**Data provided**

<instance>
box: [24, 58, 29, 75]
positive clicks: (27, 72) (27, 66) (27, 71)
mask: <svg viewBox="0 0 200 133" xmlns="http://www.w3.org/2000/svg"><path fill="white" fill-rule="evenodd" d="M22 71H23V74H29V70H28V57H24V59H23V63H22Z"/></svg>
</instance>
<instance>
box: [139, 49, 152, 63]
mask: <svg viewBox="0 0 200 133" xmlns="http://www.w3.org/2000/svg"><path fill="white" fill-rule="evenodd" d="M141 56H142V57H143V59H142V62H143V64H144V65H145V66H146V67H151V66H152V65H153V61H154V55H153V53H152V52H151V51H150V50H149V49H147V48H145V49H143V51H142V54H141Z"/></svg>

**What the task asks**
All records shown above are to be given again verbatim.

**Task result**
<instance>
box: [24, 58, 29, 75]
positive clicks: (27, 72) (27, 66) (27, 71)
mask: <svg viewBox="0 0 200 133" xmlns="http://www.w3.org/2000/svg"><path fill="white" fill-rule="evenodd" d="M22 71H23V74H29V70H28V57H24V59H23V63H22Z"/></svg>
</instance>
<instance>
box: [139, 49, 152, 63]
mask: <svg viewBox="0 0 200 133" xmlns="http://www.w3.org/2000/svg"><path fill="white" fill-rule="evenodd" d="M141 56H142V57H143V59H142V62H143V64H144V65H145V66H146V67H151V66H152V65H153V61H154V55H153V53H152V52H151V51H150V50H149V49H147V48H145V49H143V51H142V54H141Z"/></svg>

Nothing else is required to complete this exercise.